*Your tasks*:
[1] From the Open Space post below, output the passage starting at "I am a facilitator" and ending at "for months afterwards.", copied word for word.
[2] Answer these questions using the Open Space post below:
(a) Whose writing had the author read that day?
(b) What method does the author specialize in as a facilitator?
(c) What other large group process has the author used in combination with Open Space?

*Extract to read*:
January 30, 2006 By Chris Corrigan Open Space

Okay folks…having read Jeff Jarvis today (thanks for the pointer Johnnie) and noting the unconferencing angst going on out there, and noting also that people seems to be feeling around in the dark for some way forward, I’m here to offer what I can.

I am a facilitator and I specialize in Open Space Technology. There is hardly a better method of structuring a conference that mimics the social networking landscape that we call the Internet. I have run all kinds of conferences with Open Space, including using Open Space combined with speakers and other bits of inspiration. I’ve used Open Space in combination with other large group process like World Cafe. I’ve convened conference using Open Space that were supported by wikis and blogs and that had an online and real life for months afterwards.

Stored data
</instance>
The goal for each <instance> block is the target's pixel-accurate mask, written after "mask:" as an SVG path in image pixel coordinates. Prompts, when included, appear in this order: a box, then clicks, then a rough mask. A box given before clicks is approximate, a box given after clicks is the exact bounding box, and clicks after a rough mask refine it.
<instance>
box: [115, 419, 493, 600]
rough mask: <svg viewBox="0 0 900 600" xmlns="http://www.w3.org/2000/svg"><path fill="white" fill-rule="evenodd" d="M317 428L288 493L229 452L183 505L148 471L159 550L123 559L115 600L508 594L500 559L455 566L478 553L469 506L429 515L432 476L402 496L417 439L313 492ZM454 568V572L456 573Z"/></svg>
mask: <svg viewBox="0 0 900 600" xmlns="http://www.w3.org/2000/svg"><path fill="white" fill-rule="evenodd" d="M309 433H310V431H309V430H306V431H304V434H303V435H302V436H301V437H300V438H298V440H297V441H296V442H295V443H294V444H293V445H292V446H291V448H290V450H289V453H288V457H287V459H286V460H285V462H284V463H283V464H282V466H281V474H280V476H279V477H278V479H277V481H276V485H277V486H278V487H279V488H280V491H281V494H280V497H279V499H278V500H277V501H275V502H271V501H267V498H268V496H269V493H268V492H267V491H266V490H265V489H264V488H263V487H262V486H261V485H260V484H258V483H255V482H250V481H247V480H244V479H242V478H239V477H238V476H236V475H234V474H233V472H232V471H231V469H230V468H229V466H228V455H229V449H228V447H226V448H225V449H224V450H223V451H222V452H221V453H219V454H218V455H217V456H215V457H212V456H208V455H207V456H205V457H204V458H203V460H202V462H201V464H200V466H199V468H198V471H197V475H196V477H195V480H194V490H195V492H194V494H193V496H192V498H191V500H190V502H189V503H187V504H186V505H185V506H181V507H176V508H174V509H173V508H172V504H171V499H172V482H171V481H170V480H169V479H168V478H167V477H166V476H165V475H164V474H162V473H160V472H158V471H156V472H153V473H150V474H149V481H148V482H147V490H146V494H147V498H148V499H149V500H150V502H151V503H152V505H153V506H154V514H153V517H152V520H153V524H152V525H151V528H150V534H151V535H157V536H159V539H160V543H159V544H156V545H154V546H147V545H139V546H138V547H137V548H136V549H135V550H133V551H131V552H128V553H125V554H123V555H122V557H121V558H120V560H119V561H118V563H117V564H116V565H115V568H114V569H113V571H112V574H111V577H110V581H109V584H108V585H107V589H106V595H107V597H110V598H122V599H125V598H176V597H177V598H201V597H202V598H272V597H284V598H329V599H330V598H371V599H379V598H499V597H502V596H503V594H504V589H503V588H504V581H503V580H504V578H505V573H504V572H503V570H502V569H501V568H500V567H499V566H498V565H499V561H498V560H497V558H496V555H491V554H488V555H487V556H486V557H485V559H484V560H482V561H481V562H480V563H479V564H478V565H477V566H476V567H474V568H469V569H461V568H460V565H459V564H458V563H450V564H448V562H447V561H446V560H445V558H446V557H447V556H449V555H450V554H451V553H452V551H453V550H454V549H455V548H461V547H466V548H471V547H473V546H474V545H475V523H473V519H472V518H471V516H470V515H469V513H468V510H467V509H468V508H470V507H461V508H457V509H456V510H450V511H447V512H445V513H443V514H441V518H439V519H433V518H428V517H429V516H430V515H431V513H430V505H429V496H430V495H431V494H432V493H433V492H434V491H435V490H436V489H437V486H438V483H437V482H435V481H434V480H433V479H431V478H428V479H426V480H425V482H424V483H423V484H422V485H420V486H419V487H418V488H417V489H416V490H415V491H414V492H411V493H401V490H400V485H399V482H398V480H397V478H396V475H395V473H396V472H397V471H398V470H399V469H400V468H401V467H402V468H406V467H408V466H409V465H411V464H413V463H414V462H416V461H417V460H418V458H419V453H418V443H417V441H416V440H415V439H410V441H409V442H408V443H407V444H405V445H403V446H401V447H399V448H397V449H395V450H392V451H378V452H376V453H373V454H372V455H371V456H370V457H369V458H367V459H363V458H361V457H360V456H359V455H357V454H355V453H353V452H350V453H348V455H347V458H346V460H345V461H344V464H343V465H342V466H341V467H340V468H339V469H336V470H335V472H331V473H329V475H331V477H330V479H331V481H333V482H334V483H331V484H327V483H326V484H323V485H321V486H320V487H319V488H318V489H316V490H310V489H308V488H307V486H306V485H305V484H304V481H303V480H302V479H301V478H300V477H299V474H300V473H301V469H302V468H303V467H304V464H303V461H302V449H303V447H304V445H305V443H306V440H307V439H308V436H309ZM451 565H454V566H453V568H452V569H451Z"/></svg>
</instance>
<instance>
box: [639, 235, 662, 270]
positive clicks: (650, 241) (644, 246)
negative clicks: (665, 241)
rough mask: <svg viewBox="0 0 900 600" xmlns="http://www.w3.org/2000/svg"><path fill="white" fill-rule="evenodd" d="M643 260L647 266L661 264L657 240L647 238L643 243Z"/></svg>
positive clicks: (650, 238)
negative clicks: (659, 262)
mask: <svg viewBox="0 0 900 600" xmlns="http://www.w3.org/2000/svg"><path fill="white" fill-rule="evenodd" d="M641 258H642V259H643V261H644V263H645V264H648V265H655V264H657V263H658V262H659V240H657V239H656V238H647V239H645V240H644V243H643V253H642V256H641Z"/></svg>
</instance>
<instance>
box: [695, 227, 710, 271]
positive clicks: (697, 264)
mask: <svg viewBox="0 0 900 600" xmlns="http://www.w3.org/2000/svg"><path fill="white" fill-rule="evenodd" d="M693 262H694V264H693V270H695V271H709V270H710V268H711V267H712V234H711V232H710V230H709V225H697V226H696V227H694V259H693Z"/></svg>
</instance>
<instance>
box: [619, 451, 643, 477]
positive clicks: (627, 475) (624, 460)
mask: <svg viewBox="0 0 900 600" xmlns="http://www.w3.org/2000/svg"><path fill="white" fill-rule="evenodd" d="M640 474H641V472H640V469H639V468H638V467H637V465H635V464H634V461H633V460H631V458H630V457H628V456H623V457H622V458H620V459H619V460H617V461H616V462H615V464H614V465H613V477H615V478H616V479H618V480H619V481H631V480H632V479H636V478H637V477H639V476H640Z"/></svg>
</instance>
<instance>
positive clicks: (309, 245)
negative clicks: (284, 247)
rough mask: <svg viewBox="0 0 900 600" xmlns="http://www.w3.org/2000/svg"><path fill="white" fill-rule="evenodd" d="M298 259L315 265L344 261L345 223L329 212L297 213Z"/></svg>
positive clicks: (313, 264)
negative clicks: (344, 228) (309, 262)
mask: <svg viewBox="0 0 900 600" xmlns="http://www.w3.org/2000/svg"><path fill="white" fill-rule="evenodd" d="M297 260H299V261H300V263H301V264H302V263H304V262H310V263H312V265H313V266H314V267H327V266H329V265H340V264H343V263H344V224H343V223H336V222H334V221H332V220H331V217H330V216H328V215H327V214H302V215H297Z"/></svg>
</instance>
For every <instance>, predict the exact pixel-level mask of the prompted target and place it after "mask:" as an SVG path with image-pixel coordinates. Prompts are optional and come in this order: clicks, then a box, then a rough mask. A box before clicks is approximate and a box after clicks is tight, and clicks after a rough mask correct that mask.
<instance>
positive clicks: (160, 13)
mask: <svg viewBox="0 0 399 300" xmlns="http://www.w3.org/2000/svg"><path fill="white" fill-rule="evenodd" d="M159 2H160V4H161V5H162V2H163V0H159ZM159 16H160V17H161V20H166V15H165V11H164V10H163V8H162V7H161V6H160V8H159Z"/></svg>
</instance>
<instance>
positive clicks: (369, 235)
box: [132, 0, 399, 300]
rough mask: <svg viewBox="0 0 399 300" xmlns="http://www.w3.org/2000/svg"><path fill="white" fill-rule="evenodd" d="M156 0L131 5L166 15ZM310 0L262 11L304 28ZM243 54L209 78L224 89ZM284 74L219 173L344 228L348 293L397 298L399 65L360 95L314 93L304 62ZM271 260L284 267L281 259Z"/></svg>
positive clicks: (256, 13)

*Answers per task*:
[1]
I am a facilitator and I specialize in Open Space Technology. There is hardly a better method of structuring a conference that mimics the social networking landscape that we call the Internet. I have run all kinds of conferences with Open Space, including using Open Space combined with speakers and other bits of inspiration. I’ve used Open Space in combination with other large group process like World Cafe. I’ve convened conference using Open Space that were supported by wikis and blogs and that had an online and real life for months afterwards.

[2]
(a) Jeff Jarvis
(b) Open Space Technology
(c) World Cafe